Dataset extract:

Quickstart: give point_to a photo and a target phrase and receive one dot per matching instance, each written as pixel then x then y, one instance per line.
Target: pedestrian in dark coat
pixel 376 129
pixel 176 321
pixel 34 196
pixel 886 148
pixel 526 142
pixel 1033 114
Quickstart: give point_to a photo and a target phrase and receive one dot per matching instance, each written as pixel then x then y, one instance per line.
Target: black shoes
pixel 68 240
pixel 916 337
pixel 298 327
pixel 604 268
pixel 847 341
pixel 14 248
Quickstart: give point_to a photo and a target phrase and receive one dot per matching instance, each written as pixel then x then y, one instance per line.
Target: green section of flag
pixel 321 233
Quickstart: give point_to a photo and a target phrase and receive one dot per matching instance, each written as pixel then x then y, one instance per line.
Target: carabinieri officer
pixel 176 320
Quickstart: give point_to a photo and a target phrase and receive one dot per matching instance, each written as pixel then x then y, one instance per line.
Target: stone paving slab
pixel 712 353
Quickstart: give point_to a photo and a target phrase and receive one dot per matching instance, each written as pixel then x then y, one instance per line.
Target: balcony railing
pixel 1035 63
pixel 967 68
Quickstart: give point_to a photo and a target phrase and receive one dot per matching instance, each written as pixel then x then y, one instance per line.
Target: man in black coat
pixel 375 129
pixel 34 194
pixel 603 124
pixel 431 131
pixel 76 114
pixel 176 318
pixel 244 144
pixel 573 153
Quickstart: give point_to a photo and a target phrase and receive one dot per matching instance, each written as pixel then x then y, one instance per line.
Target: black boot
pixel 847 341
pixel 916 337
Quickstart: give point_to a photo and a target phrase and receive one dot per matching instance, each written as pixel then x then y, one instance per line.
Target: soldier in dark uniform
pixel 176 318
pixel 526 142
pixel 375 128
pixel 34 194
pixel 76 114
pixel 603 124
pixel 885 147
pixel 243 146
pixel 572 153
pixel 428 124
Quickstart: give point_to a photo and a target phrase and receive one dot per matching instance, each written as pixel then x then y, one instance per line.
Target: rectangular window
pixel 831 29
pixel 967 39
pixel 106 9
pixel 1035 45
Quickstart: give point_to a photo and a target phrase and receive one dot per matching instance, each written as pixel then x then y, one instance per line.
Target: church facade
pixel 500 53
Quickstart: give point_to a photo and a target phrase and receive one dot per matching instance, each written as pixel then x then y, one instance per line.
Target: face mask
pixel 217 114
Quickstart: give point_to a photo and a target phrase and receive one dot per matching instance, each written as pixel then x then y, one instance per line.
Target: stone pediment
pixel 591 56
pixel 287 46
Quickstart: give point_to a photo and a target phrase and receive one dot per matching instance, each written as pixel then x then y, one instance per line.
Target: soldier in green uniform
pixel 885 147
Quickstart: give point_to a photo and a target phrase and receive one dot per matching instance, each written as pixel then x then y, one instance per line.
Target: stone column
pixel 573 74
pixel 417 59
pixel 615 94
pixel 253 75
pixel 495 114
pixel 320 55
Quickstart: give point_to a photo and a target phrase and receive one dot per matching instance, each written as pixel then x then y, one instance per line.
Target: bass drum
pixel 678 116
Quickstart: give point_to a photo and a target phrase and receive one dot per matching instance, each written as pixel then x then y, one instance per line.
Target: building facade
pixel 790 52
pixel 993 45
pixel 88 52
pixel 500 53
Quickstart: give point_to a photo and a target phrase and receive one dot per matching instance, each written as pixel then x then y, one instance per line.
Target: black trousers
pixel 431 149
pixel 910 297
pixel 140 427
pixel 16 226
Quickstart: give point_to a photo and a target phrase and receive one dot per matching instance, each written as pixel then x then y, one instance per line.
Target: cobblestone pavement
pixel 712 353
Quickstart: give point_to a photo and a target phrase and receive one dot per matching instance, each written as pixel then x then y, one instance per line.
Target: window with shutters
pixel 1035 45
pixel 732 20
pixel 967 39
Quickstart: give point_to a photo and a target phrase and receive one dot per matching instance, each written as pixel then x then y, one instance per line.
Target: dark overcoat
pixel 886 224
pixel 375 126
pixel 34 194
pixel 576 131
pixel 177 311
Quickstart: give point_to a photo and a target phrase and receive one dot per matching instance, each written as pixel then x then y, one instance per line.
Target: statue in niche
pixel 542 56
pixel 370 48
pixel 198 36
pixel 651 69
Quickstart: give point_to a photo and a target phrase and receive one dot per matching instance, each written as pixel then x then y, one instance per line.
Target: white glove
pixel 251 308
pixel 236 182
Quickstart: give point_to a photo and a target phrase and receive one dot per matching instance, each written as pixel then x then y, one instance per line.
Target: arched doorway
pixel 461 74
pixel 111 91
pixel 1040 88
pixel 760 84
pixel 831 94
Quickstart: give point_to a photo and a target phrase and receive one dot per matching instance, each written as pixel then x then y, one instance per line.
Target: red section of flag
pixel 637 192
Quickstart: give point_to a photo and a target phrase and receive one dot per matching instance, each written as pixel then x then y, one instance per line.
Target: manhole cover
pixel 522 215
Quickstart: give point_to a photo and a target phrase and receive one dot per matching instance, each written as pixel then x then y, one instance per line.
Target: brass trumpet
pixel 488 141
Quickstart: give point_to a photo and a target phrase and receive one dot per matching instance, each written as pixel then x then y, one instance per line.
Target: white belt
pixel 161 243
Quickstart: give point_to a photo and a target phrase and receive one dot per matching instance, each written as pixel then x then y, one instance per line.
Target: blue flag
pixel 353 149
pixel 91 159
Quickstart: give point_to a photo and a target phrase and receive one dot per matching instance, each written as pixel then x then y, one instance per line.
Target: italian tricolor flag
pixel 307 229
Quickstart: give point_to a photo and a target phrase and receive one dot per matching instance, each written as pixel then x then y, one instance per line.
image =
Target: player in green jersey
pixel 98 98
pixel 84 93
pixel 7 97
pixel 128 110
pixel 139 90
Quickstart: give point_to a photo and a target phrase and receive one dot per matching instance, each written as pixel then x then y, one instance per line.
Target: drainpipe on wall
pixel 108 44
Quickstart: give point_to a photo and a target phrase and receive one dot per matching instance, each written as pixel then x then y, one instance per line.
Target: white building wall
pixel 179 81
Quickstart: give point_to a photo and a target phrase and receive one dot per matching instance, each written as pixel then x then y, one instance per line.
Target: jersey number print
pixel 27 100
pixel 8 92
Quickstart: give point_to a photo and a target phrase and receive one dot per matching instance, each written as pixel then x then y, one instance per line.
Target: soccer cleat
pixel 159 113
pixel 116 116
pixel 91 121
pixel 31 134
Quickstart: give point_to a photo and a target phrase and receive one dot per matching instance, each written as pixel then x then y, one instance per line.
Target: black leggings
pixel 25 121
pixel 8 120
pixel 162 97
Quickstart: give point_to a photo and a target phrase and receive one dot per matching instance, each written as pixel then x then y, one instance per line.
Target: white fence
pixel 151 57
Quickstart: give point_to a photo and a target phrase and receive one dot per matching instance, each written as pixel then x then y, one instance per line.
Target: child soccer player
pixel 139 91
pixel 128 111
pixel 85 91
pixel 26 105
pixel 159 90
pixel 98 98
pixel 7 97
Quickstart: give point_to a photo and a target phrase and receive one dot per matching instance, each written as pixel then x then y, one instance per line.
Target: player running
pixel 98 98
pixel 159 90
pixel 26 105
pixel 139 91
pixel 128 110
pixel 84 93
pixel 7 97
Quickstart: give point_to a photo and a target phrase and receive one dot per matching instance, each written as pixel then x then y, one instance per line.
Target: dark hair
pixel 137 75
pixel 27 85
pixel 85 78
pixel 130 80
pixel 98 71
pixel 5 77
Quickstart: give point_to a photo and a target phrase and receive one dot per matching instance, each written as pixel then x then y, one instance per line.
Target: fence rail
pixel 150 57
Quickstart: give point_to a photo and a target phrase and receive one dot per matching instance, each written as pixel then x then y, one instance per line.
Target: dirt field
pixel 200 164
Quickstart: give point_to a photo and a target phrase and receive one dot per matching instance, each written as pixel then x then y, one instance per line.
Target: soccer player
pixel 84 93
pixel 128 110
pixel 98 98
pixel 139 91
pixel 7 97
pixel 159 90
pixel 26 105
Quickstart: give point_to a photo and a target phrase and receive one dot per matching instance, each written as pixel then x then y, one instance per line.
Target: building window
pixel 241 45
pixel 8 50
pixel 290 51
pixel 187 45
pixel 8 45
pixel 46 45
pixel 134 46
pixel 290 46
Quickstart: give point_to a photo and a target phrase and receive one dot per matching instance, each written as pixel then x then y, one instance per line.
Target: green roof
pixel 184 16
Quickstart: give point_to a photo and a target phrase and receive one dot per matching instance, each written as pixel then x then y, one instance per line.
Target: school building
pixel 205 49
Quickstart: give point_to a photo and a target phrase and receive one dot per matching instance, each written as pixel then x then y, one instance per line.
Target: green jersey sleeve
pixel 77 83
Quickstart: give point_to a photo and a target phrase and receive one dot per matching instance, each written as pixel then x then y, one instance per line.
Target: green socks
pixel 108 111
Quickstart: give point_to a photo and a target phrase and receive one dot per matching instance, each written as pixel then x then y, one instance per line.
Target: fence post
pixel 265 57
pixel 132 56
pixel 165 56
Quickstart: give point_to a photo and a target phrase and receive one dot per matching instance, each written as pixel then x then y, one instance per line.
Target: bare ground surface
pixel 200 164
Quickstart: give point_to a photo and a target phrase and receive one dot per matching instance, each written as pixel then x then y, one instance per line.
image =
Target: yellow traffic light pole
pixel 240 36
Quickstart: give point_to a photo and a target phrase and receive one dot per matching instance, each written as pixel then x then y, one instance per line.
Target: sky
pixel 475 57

Exercise aim:
Lay out the lines as a Markdown table with the columns Row and Text, starting with the first line and going on through the line with "pixel 886 148", both included. Number each line in Row and leave out any blank lines.

Finished task:
| Row | Text |
|---|---|
| 1 | Quickstart: give point_to a photo and a target phrase and receive one dot per matching instance, each written as pixel then x then y, one instance per line. |
| 2 | Target: pedestrian in dark coat |
| 3 | pixel 376 129 |
| 4 | pixel 176 321 |
| 5 | pixel 34 196 |
| 6 | pixel 886 148 |